Stated task ▸ Copy out the rows below from the line containing "Target: vanity light fixture" through the end of the rows, swapping "instance" for "occurrence" and leaving everything else unchanged.

Task material ▸
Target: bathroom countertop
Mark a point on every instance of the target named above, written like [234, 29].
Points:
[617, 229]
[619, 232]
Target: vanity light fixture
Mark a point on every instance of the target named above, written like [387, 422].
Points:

Result for this task ▸
Target: vanity light fixture
Mark a point on every occurrence of the target named above, written like [387, 422].
Points:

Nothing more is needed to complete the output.